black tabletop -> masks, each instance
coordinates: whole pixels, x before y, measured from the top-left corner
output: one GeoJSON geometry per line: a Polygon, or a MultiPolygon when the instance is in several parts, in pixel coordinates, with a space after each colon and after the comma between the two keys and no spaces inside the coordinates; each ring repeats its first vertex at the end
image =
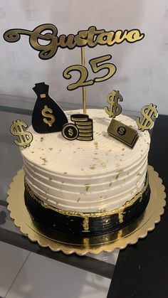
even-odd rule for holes
{"type": "MultiPolygon", "coordinates": [[[[149,164],[168,189],[168,116],[160,115],[152,135],[149,164]]],[[[147,238],[121,250],[107,298],[168,297],[168,208],[147,238]]]]}

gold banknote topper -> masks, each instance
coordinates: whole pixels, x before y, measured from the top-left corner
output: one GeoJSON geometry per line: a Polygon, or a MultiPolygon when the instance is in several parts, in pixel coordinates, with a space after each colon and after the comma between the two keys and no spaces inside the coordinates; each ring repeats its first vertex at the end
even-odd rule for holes
{"type": "Polygon", "coordinates": [[[118,116],[122,111],[122,107],[118,103],[118,101],[123,101],[123,98],[119,91],[112,91],[111,93],[107,95],[106,100],[107,103],[110,105],[110,108],[108,107],[105,107],[105,112],[110,117],[115,118],[116,116],[118,116]]]}
{"type": "Polygon", "coordinates": [[[107,128],[107,132],[110,136],[131,149],[133,149],[139,137],[138,133],[135,129],[120,121],[117,121],[115,119],[112,119],[107,128]]]}
{"type": "Polygon", "coordinates": [[[157,110],[157,105],[153,105],[152,103],[145,105],[141,109],[141,114],[143,116],[143,118],[140,121],[139,117],[137,117],[137,124],[138,129],[144,132],[145,130],[151,129],[154,125],[154,121],[152,117],[157,118],[158,117],[158,111],[157,110]]]}
{"type": "Polygon", "coordinates": [[[15,139],[14,142],[16,145],[23,147],[23,148],[30,146],[33,141],[33,135],[30,132],[24,131],[23,127],[26,128],[28,125],[26,123],[21,120],[13,122],[13,124],[10,127],[10,132],[14,136],[18,136],[20,142],[15,139]]]}

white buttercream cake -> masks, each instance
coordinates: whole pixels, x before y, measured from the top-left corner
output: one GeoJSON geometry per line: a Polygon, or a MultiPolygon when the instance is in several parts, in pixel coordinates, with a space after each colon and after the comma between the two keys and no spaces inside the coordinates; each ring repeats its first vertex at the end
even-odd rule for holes
{"type": "MultiPolygon", "coordinates": [[[[82,110],[68,111],[70,115],[82,110]]],[[[150,137],[138,131],[133,149],[107,134],[110,123],[103,110],[88,110],[93,120],[90,142],[65,139],[61,132],[38,134],[29,147],[21,149],[28,186],[45,205],[82,213],[115,210],[143,188],[150,137]]],[[[135,120],[120,115],[118,121],[137,130],[135,120]]]]}

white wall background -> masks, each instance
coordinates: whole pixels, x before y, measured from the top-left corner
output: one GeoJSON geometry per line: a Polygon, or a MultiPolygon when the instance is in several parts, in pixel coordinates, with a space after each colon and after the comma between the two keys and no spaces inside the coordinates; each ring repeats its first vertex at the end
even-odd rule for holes
{"type": "MultiPolygon", "coordinates": [[[[71,82],[62,75],[68,66],[80,63],[80,48],[58,48],[53,58],[42,60],[29,46],[28,36],[14,43],[3,39],[8,29],[33,30],[44,23],[56,26],[58,35],[75,34],[91,25],[107,31],[139,28],[145,33],[139,42],[85,48],[86,61],[111,54],[117,66],[112,78],[86,88],[87,102],[104,107],[107,95],[115,89],[124,97],[124,109],[140,110],[153,102],[160,114],[168,114],[167,0],[0,0],[0,98],[4,104],[18,101],[21,107],[33,106],[36,96],[32,87],[42,81],[51,85],[50,94],[58,102],[82,102],[81,89],[67,90],[71,82]]],[[[91,71],[90,78],[93,78],[91,71]]]]}

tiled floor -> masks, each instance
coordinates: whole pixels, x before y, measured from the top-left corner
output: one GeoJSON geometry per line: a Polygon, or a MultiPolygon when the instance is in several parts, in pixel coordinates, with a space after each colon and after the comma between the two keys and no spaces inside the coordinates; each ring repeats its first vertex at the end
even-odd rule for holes
{"type": "Polygon", "coordinates": [[[0,296],[6,298],[106,298],[110,284],[107,278],[1,242],[0,269],[0,296]]]}

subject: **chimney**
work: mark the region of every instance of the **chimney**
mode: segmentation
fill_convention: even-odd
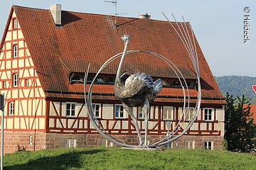
[[[61,5],[50,4],[50,11],[54,20],[55,27],[61,28]]]
[[[149,16],[149,14],[147,14],[147,13],[146,13],[146,14],[139,15],[139,18],[145,19],[145,20],[150,20],[151,19],[151,16]]]

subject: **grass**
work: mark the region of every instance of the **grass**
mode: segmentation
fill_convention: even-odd
[[[256,157],[227,151],[75,148],[4,156],[4,169],[256,169]]]

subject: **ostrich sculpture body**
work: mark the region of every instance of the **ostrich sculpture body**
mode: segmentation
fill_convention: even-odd
[[[127,51],[129,36],[124,35],[121,38],[124,43],[124,48],[114,81],[114,95],[122,101],[124,108],[132,119],[138,134],[139,145],[144,144],[144,147],[147,147],[149,103],[153,101],[156,95],[161,91],[162,80],[159,79],[154,81],[150,76],[141,72],[132,74],[127,79],[124,79],[124,74],[121,74],[121,69]],[[142,108],[142,112],[145,118],[144,142],[142,140],[136,117],[132,113],[133,107]]]

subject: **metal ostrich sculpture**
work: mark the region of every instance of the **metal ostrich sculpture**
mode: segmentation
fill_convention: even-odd
[[[137,72],[130,75],[126,79],[124,74],[121,74],[122,65],[124,62],[125,55],[129,42],[129,35],[124,35],[121,39],[124,43],[124,52],[119,64],[116,79],[114,81],[114,95],[119,99],[124,110],[131,116],[135,126],[139,140],[139,145],[147,147],[147,131],[149,125],[149,103],[153,101],[162,89],[162,80],[159,79],[156,81],[145,73]],[[144,115],[145,140],[143,142],[136,117],[132,113],[133,107],[142,107]]]

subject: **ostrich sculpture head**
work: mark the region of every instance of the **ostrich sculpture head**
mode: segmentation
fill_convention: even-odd
[[[127,34],[122,35],[121,39],[124,41],[124,43],[129,42],[130,40],[129,36]]]

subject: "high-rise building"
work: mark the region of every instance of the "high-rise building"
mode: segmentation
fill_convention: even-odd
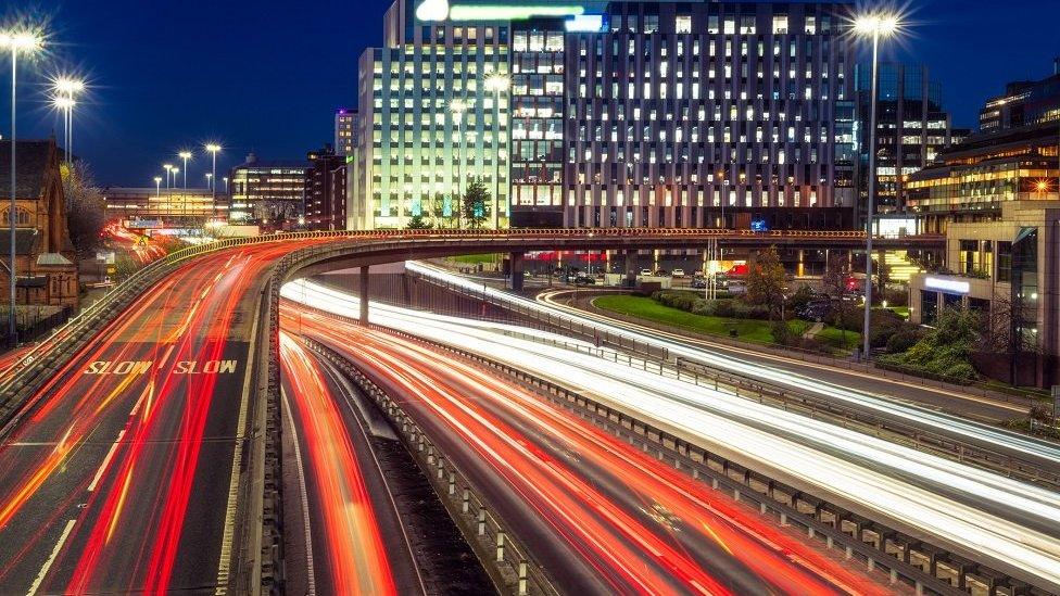
[[[235,224],[264,225],[296,220],[303,215],[308,168],[307,162],[263,162],[251,153],[247,162],[228,175],[228,219]]]
[[[983,132],[1060,122],[1060,58],[1052,62],[1052,75],[1042,80],[1019,80],[1005,94],[990,98],[979,112]]]
[[[867,205],[869,195],[869,122],[872,65],[855,69],[858,98],[858,183]],[[884,62],[879,67],[876,103],[876,213],[905,210],[904,180],[933,163],[955,142],[949,114],[943,110],[942,86],[922,65]],[[957,141],[967,131],[957,129]]]
[[[335,111],[335,152],[338,155],[352,155],[354,142],[354,127],[357,111],[340,107]]]
[[[471,179],[491,194],[500,189],[506,223],[507,165],[497,167],[507,145],[506,93],[496,105],[485,79],[508,73],[507,26],[422,23],[413,9],[412,0],[394,2],[387,47],[361,56],[351,225],[394,228],[419,217],[457,227],[458,198]]]
[[[330,144],[311,151],[305,173],[305,226],[313,230],[346,227],[346,157]]]
[[[396,2],[387,37],[402,43],[362,58],[358,226],[431,201],[451,213],[457,166],[489,178],[504,155],[487,140],[490,69],[510,73],[513,226],[856,225],[850,5],[542,2],[552,16],[503,23],[464,4],[429,22]],[[467,136],[454,99],[472,106]]]

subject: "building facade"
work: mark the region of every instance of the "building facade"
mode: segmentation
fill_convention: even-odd
[[[858,100],[858,185],[861,204],[869,195],[869,126],[872,65],[856,68]],[[876,213],[906,208],[904,182],[935,162],[939,153],[968,137],[954,129],[943,110],[942,86],[922,65],[885,62],[879,67],[876,103]]]
[[[79,303],[76,254],[66,227],[66,198],[54,139],[17,141],[15,210],[0,204],[0,284],[11,282],[11,218],[15,221],[15,301],[17,304],[68,306]],[[11,188],[11,143],[0,143],[0,188]],[[9,304],[7,291],[0,303]]]
[[[103,189],[108,219],[122,219],[131,228],[201,227],[210,219],[228,217],[228,199],[209,188],[129,188]]]
[[[987,100],[979,113],[983,132],[1049,122],[1060,123],[1060,58],[1052,62],[1051,76],[1008,84],[1005,94]]]
[[[281,225],[304,214],[308,162],[260,161],[251,153],[228,175],[232,224]]]
[[[413,9],[411,0],[395,2],[387,47],[361,56],[352,227],[401,228],[414,218],[458,227],[471,179],[500,190],[506,220],[507,101],[502,93],[497,103],[485,79],[508,73],[508,28],[419,23]]]
[[[480,8],[457,14],[454,7],[449,20],[424,22],[398,2],[388,39],[411,42],[362,58],[361,105],[371,109],[362,116],[361,147],[373,154],[361,156],[364,188],[358,181],[355,193],[380,217],[361,217],[358,226],[400,225],[395,201],[409,217],[429,200],[422,177],[430,170],[426,185],[449,213],[446,194],[459,194],[450,172],[462,166],[488,179],[494,153],[502,177],[510,170],[513,226],[855,225],[849,5],[582,2],[579,16],[510,22],[479,21],[496,12]],[[468,68],[472,37],[491,60]],[[439,74],[440,59],[422,54],[460,60]],[[510,73],[510,140],[502,100],[497,147],[487,141],[484,72]],[[417,94],[432,88],[431,99],[442,98],[433,116],[421,113]],[[484,110],[454,122],[444,114],[453,99]],[[474,139],[472,163],[455,157],[464,142],[445,142],[454,131],[465,138],[462,125]],[[396,147],[388,144],[395,138]],[[417,142],[442,158],[405,164],[427,170],[407,176],[400,162],[417,161]]]
[[[980,132],[944,151],[937,164],[909,175],[906,202],[924,230],[994,220],[1006,203],[1056,195],[1060,177],[1057,123]]]
[[[357,111],[340,107],[335,111],[335,152],[338,155],[352,155],[356,144],[354,128],[357,122]]]
[[[345,229],[346,157],[326,144],[306,158],[305,226],[312,230]]]

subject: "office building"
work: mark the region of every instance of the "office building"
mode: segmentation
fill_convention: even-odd
[[[983,132],[1049,122],[1060,126],[1060,58],[1052,62],[1051,76],[1008,84],[1005,94],[987,100],[979,113]]]
[[[997,219],[1012,201],[1056,196],[1058,142],[1055,122],[972,135],[909,175],[908,210],[923,216],[925,231],[944,232],[950,223]]]
[[[226,219],[228,200],[209,188],[125,188],[103,190],[108,219],[121,219],[130,228],[202,227],[210,219]]]
[[[251,153],[228,175],[228,219],[234,224],[282,225],[303,215],[308,162],[260,161]]]
[[[335,153],[337,155],[352,155],[356,145],[354,127],[357,122],[357,111],[340,107],[335,111]]]
[[[345,229],[346,157],[326,144],[306,158],[305,226],[312,230]]]
[[[855,73],[858,183],[860,204],[868,205],[872,65],[859,64]],[[903,212],[906,178],[969,132],[952,128],[949,114],[943,110],[942,86],[930,79],[925,66],[881,63],[876,97],[876,213]]]
[[[507,98],[487,89],[508,73],[501,22],[419,23],[399,0],[384,18],[384,48],[359,61],[358,140],[352,227],[401,228],[414,218],[457,227],[459,196],[479,179],[500,190],[507,220]],[[500,116],[500,117],[497,117]],[[492,207],[492,204],[490,205]],[[492,214],[487,224],[492,225]]]

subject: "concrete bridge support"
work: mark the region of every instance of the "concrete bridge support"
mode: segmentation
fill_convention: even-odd
[[[368,325],[368,297],[371,295],[368,293],[368,269],[361,267],[361,325]]]
[[[521,292],[522,291],[522,280],[523,280],[523,264],[522,264],[523,253],[512,253],[512,291]]]

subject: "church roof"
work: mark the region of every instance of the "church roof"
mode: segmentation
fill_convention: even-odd
[[[11,177],[9,176],[10,180]],[[37,250],[37,241],[40,233],[37,228],[16,228],[15,229],[15,254],[31,255]],[[0,259],[11,254],[11,230],[7,227],[0,228]]]
[[[36,199],[48,169],[52,141],[16,141],[15,199]],[[0,142],[0,198],[11,198],[11,141]]]

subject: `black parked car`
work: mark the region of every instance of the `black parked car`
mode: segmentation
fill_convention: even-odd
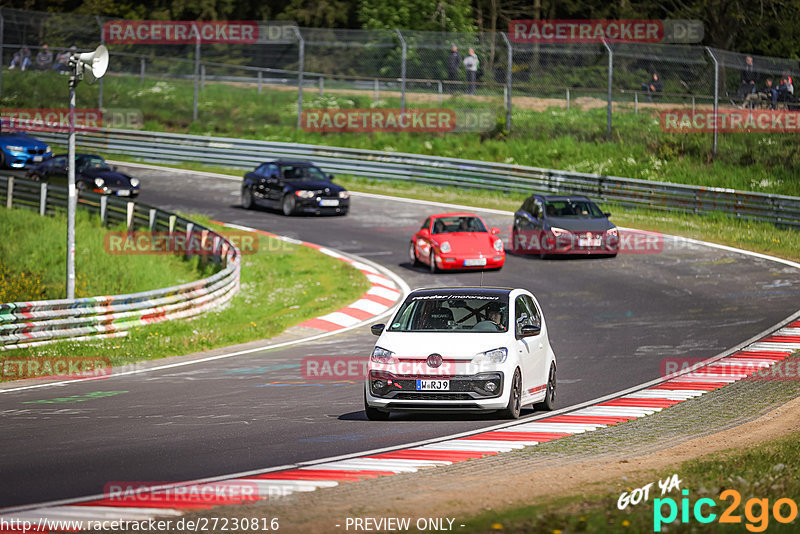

_Work instructions_
Reproduce verbatim every line from the one containing "subject: **chimney**" through the one containing "[[[256,157],[227,151],[75,148],[4,156],[4,169],[256,169]]]", including both endpoints. Omit the picture placeholder line from your output.

_Expected answer_
subject: **chimney**
work: mark the region of every instance of the **chimney**
mode: segmentation
fill_convention: even-odd
[[[61,5],[50,4],[50,11],[54,20],[55,27],[61,28]]]
[[[149,16],[149,14],[147,14],[147,13],[146,13],[146,14],[139,15],[139,18],[145,19],[145,20],[150,20],[151,19],[151,16]]]

subject: **grass**
work: mark the region of every instance of the **grass**
mode: segmentation
fill_convention: even-odd
[[[256,157],[227,151],[75,148],[4,156],[4,169],[256,169]]]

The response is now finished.